• **TASK DIRECTIONS**:
Rename "drainpipe" to "gutter" in the listing, leaving all else unchanged. Begin at the line that has "Task: pin the stone block" and stop after the line that has "point(1235, 53)".

• **MATERIALS PROVIDED**:
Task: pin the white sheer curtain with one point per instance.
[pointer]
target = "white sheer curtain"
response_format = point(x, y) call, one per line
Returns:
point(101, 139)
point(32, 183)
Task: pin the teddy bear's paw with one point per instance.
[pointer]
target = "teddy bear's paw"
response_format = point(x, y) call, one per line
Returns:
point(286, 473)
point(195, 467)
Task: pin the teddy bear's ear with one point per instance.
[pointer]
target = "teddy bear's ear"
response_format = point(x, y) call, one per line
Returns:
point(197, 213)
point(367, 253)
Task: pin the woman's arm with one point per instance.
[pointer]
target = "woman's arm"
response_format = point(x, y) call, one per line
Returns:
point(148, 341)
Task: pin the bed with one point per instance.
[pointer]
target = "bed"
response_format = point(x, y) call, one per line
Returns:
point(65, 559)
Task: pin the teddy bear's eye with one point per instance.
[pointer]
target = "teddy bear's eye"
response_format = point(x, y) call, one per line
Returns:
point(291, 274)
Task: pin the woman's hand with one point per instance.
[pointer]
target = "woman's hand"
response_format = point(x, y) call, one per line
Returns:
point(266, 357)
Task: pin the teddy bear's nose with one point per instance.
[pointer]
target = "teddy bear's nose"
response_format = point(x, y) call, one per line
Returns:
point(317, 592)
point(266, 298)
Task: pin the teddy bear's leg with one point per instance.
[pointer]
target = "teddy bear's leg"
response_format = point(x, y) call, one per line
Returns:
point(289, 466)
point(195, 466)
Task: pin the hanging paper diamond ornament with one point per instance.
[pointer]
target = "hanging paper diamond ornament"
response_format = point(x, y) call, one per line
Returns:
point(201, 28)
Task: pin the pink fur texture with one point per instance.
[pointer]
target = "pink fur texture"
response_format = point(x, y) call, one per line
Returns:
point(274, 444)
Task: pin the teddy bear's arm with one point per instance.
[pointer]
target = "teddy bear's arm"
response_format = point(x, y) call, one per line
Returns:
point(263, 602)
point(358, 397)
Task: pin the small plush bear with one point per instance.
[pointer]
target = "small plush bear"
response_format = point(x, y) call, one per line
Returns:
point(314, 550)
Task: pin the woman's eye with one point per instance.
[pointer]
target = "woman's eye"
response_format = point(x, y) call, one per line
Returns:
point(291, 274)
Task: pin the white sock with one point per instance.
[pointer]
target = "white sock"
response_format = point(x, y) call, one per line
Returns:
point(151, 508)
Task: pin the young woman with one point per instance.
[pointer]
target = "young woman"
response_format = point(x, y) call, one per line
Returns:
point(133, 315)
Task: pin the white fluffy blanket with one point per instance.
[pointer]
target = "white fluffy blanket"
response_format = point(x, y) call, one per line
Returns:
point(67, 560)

---

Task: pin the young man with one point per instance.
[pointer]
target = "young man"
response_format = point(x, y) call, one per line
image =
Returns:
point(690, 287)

---

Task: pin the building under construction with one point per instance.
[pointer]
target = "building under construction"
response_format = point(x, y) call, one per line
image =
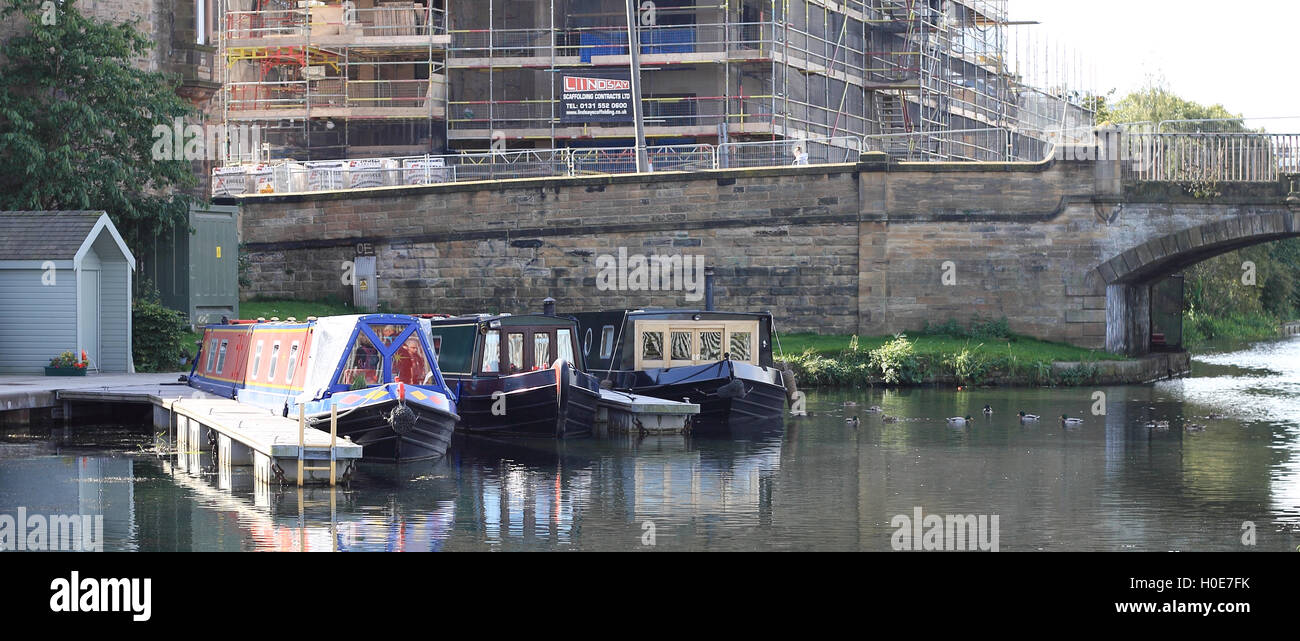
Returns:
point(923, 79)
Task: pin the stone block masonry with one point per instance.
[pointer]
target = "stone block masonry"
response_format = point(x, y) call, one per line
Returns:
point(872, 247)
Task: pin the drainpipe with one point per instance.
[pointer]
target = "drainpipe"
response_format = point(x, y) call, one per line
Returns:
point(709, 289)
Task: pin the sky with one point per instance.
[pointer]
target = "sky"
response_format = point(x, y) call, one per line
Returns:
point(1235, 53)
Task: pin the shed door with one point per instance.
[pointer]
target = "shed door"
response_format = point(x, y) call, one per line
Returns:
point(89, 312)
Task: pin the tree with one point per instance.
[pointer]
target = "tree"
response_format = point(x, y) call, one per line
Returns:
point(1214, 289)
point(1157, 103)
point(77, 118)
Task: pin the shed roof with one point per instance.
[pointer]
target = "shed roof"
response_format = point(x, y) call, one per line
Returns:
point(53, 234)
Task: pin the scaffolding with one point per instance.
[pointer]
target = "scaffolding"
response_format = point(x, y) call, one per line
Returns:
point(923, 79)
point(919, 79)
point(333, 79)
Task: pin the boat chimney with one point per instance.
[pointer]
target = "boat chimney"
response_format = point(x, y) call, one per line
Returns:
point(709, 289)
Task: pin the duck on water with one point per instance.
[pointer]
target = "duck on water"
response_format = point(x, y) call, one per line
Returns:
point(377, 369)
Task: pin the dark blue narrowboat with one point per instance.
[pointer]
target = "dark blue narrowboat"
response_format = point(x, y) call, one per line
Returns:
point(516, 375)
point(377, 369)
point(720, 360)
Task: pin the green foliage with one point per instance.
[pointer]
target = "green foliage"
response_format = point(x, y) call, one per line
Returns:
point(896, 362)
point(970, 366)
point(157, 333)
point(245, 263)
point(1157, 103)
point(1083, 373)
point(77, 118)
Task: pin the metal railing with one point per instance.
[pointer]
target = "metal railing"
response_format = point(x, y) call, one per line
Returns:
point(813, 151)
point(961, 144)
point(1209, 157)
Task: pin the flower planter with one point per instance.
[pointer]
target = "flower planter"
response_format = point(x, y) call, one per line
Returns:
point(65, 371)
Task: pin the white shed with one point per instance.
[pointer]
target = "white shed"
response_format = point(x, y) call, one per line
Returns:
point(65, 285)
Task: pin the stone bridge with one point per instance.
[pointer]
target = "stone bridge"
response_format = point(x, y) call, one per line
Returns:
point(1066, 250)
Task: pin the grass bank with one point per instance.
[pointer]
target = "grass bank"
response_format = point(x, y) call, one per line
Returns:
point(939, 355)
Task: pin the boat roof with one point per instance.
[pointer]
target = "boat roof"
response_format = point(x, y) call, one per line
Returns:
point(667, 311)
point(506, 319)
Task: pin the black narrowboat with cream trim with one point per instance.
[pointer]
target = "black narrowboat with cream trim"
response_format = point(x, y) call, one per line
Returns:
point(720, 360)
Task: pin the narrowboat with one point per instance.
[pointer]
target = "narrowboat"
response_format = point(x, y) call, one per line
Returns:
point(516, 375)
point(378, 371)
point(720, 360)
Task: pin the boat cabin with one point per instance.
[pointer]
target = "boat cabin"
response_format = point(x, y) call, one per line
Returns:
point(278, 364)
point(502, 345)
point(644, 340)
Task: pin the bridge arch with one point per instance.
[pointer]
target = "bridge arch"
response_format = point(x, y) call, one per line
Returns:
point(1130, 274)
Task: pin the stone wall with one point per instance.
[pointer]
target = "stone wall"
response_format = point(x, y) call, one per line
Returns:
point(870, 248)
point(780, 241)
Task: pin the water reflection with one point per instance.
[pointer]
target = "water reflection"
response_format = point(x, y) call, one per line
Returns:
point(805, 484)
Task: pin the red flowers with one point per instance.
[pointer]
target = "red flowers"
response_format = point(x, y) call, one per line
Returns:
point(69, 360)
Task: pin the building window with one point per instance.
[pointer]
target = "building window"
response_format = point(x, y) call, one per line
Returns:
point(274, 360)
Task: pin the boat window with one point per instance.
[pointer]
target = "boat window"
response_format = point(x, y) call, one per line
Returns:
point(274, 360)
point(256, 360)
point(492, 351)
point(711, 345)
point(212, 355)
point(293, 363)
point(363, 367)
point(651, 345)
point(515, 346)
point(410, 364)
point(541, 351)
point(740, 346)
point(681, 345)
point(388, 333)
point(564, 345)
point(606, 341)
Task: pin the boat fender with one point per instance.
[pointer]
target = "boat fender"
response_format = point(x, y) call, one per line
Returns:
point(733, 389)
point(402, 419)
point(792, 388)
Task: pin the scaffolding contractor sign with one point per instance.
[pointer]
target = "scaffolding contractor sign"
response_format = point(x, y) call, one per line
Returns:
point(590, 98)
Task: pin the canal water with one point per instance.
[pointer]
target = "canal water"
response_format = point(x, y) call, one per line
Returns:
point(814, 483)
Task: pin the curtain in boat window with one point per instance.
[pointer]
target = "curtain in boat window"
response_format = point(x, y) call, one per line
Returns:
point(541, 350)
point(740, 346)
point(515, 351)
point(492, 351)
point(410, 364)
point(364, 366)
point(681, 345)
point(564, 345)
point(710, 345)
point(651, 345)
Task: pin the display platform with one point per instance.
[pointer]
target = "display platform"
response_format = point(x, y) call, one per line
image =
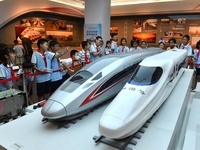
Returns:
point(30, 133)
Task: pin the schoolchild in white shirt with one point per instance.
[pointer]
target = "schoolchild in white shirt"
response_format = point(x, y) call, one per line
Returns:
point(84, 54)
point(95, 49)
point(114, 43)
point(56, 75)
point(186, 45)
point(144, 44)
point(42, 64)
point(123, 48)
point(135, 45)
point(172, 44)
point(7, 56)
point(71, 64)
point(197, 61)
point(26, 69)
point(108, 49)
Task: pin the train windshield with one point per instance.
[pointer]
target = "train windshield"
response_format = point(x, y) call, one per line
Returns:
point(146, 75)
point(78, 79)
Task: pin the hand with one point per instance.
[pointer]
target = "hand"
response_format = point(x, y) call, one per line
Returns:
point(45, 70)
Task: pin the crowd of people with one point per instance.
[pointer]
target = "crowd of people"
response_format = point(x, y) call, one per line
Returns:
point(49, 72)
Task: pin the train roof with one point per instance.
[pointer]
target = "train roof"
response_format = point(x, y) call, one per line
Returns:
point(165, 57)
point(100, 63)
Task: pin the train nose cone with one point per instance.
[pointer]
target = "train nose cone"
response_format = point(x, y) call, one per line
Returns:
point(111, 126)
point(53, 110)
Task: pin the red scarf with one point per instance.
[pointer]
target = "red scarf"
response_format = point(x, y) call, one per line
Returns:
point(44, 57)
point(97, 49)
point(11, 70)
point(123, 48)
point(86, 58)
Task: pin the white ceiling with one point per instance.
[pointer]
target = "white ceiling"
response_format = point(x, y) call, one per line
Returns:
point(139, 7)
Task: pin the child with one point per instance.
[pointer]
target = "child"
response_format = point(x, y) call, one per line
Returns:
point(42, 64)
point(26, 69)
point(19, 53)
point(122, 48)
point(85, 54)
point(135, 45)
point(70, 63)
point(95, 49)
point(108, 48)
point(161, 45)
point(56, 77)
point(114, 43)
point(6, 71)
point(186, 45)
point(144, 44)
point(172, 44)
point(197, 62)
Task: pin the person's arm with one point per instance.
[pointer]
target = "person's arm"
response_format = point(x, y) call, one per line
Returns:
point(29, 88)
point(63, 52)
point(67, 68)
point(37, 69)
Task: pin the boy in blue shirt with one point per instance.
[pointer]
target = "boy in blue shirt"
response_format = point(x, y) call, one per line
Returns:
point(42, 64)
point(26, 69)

• **ANSWER TO THE EXERCISE**:
Task: pin the stone block masonry with one point per instance.
[pointer]
target = "stone block masonry"
response_format = point(x, y) call, one per line
Returns:
point(872, 247)
Task: pin the gutter with one point per instance.
[pointer]
target = "gutter"
response_format = point(x, y) call, one per line
Returns:
point(709, 289)
Task: pin the sky with one point per instance.
[pointer]
target = "sky"
response_format = point(x, y) call, one per line
Returns:
point(1235, 53)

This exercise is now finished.